__À faire__
1. Résumez en deux phrases le texte sur Bantakokouta.
2. Recopiez le passage du texte sur Bantakokouta qui va de « Les rues de » à « et en argile. », ces deux bouts compris.
===== Texte à lire
Peuplé de seulement quelques dizaines de personnes il y a vingt ans, le village de Bantakokouta est aujourd’hui devenu une ville de plusieurs milliers d’habitants, entièrement dédiée à l’or.

L’activité est autorisée ici, ce qui n’est pas le cas sur plusieurs sites de la région. D’autres zones sont occupées par de grandes entreprises, qui sont parfois à l’origine de conflits fonciers avec les populations.

Les rues de la ville sont jonchées d’ordures et parcourues par des chèvres et des moutons. La majorité des habitations sont des cabanes rudimentaires, construites en bambou et en argile.

Dans son atelier, un Burkinabè appelé Souleymane Segda passe des pierres déjà concassées dans une machine qui crache de la poussière et occupe presque toute la place. Il n’y a pas de toilettes dans son lieu de travail qui est aussi sa chambre. Ce jeune homme de 20 ans est couvert de terre. “Je peux gagner jusqu’à 50 000 francs CFA par jour (environ 75 euros). Je rentre au Burkina Faso dès que possible, et quand j’aurai gagné assez d’argent, je partirai définitivement”, confie-t-il.

Les minuscules particules d’or sont récupérées après le lavage. L’utilisation de mercure, qui est dangereux pour la santé et interdit en raison de sa toxicité, est répandue et pollue les cours d’eau.

Il y a maintenant presque tout ce que vous voulez à Bantakokouta: des machines-outils, des produits électroniques, des lieux de culte, un poste de santé, mais aussi des boîtes de nuit et des salles de jeux vidéo.
==========
===== Données à analyser
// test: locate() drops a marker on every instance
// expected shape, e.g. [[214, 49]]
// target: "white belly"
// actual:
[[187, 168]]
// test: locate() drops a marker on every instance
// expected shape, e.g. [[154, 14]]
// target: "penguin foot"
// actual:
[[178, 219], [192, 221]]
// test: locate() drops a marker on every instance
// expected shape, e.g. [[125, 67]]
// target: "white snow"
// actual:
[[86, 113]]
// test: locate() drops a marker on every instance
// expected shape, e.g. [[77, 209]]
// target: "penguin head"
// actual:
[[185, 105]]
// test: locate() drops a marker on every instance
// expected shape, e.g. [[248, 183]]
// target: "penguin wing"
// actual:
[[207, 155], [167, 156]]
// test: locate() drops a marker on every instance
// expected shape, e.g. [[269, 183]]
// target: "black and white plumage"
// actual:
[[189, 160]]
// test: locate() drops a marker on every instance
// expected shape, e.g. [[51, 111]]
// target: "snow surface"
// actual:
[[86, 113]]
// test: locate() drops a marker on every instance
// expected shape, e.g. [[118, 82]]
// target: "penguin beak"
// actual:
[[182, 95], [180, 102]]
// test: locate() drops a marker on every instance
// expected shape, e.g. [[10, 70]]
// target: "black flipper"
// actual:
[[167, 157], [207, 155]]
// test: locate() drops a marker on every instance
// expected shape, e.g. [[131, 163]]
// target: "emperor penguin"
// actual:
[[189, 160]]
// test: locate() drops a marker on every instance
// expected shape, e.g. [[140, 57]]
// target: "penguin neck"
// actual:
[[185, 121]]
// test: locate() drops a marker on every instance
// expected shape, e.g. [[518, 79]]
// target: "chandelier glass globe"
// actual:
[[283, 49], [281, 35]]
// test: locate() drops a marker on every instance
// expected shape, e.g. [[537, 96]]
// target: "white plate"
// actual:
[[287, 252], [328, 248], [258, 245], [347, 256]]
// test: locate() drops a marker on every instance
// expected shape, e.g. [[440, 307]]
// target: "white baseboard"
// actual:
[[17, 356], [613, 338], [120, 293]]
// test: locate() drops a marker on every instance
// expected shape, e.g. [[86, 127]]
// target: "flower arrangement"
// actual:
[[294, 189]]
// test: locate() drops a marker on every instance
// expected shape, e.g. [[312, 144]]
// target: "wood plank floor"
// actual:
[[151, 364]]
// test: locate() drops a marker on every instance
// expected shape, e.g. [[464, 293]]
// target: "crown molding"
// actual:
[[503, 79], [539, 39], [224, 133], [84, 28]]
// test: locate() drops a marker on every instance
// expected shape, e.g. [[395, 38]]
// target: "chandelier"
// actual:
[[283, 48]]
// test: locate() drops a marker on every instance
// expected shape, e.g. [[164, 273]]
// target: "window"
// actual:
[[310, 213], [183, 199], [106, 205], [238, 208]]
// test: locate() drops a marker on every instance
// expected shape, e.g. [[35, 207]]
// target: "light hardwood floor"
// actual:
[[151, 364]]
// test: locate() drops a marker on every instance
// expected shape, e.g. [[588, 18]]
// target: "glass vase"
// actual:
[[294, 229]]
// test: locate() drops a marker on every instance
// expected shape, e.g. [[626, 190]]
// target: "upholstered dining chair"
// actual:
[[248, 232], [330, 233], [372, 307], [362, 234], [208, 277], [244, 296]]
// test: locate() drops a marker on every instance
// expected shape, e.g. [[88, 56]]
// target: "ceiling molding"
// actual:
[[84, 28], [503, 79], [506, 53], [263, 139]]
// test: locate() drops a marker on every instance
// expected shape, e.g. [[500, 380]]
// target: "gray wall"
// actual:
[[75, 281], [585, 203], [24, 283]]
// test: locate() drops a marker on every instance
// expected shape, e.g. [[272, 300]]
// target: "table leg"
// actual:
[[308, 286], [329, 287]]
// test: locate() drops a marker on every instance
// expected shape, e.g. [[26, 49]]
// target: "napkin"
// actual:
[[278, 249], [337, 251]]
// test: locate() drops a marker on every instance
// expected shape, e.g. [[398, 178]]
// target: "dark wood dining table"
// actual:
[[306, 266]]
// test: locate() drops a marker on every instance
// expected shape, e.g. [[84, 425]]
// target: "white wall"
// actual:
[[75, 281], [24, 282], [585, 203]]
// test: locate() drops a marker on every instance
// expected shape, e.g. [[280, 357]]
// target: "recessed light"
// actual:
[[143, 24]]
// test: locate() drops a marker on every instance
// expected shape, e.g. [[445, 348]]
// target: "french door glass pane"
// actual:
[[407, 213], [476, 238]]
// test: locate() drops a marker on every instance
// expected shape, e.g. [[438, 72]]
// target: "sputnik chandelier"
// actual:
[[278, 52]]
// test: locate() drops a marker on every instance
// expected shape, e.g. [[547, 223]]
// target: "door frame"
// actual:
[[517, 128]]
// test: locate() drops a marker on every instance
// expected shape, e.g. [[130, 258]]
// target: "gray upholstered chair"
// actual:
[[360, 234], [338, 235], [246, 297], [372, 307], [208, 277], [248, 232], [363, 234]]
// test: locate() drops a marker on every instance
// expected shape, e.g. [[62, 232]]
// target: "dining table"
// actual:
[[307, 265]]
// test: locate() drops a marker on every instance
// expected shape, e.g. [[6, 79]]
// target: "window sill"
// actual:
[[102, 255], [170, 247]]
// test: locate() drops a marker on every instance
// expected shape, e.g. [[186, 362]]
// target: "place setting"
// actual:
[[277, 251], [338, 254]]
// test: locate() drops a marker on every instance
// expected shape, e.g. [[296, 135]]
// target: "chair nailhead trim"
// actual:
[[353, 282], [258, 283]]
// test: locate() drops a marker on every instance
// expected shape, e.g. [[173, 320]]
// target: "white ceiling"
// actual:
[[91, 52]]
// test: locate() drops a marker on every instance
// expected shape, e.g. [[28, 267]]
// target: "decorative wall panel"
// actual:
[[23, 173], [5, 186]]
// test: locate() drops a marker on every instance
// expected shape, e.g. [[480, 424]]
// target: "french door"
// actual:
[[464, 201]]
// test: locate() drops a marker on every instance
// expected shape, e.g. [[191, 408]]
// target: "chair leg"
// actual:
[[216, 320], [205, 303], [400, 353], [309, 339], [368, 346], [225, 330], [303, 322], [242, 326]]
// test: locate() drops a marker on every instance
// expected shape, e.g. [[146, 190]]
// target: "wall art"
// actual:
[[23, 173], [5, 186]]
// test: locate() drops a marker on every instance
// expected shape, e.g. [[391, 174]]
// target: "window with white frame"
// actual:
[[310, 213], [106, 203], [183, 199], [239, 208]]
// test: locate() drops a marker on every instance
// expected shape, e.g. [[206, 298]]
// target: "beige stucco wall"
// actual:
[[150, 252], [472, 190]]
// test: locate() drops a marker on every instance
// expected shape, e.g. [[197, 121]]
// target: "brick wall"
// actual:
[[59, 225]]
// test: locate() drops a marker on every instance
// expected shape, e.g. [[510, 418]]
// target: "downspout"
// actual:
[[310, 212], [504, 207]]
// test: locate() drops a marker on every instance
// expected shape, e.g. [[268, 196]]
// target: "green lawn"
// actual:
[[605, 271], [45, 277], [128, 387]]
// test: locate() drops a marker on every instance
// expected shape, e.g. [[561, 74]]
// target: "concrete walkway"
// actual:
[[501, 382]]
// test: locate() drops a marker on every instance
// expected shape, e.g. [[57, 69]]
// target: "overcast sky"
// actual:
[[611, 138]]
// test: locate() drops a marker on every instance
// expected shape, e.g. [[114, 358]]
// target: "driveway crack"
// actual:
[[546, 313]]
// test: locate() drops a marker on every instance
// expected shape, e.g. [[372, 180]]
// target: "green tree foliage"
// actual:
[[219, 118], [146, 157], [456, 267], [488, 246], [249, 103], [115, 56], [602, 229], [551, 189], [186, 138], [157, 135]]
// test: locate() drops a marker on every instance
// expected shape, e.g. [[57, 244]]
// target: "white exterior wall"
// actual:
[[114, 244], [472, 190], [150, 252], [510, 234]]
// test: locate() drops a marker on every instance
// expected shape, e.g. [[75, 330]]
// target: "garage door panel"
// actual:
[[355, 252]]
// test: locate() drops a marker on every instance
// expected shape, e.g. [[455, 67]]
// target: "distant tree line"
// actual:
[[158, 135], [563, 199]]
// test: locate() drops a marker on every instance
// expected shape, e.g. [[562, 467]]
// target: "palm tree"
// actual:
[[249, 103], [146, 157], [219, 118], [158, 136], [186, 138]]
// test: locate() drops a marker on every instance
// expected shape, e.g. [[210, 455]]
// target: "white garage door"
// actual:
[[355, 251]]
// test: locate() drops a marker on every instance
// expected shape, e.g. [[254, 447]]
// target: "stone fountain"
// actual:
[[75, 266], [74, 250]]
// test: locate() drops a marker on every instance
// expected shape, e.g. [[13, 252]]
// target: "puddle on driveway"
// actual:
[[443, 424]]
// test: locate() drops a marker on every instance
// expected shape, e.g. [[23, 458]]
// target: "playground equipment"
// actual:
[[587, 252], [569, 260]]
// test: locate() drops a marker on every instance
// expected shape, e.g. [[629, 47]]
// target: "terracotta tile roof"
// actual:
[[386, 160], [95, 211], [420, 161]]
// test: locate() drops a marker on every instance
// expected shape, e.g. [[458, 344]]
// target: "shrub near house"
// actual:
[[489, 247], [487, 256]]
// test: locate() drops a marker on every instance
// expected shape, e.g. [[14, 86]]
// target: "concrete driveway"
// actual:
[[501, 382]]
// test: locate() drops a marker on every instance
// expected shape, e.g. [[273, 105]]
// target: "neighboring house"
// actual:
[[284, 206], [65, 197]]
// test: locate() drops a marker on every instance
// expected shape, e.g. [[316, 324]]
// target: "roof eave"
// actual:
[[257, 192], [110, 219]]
==========
===== Données à analyser
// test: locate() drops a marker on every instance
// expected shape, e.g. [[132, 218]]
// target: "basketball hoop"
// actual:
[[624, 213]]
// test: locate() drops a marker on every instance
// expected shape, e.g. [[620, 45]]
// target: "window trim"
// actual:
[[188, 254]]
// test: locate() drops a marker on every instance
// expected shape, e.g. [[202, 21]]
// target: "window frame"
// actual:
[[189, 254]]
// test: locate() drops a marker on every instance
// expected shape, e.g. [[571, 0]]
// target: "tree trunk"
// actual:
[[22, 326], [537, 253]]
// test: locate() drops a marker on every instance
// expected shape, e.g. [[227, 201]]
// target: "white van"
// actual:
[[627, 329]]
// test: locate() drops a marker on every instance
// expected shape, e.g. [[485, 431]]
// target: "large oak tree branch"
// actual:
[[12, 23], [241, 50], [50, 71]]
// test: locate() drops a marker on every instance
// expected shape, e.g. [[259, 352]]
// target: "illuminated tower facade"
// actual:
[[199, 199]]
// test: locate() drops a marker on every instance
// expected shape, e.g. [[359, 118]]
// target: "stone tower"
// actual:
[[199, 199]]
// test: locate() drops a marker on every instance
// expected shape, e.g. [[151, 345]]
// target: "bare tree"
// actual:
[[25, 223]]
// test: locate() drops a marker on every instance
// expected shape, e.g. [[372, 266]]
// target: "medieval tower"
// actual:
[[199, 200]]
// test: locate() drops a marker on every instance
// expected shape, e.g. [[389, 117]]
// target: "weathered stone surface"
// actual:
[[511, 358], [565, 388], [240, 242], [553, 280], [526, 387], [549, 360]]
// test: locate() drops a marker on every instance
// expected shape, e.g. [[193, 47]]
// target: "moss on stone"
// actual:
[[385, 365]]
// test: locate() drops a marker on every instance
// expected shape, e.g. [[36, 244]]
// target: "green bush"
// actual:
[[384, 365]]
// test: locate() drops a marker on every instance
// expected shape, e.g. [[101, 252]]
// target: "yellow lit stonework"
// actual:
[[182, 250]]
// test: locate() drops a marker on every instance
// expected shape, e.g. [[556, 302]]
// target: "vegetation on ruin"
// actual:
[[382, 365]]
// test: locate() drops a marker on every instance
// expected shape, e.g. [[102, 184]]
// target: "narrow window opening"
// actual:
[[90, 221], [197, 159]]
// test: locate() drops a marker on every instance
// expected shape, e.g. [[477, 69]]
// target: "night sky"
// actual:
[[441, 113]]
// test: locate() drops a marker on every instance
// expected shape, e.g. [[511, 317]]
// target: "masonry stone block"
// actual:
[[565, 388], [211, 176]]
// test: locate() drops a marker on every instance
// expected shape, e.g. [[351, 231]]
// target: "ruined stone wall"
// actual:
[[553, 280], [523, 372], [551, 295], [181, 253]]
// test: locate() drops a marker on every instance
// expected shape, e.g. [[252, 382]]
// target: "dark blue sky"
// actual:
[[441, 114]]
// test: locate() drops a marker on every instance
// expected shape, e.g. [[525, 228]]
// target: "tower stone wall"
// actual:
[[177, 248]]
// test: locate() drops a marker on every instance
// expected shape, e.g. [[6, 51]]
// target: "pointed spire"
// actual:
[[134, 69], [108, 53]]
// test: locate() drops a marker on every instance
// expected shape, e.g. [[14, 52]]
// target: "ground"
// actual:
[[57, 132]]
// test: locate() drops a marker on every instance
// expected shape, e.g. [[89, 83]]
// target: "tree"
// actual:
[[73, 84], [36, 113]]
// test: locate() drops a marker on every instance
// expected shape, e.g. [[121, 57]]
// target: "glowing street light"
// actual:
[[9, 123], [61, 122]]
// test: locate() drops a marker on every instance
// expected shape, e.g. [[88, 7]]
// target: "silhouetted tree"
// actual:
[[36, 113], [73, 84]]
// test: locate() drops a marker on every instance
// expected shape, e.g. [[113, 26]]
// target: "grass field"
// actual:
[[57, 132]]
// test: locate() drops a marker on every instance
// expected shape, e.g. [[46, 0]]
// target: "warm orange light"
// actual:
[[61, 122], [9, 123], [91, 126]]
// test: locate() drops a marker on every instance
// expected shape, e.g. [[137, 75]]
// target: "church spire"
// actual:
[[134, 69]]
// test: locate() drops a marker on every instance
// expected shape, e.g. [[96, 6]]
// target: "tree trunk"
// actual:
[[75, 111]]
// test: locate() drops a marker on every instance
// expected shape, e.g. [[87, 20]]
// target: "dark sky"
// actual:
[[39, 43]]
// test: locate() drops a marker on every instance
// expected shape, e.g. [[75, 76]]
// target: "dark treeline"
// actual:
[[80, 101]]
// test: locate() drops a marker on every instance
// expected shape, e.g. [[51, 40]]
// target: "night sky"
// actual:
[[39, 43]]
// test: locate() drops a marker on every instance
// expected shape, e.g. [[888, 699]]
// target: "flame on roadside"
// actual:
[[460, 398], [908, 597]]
==========
__Réponses écrites__
1. Village de quelques dizaines de personnes il y a vingt ans, Bantakokouta est devenue une ville de plusieurs milliers d'habitants entièrement tournée vers l'or, une activité autorisée sur place. Les rues sont sales et les maisons sont surtout des cabanes, le mercure interdit pollue les cours d'eau, mais on y trouve maintenant presque tout, des machines-outils aux boîtes de nuit.

2.
Les rues de la ville sont jonchées d’ordures et parcourues par des chèvres et des moutons. La majorité des habitations sont des cabanes rudimentaires, construites en bambou et en argile.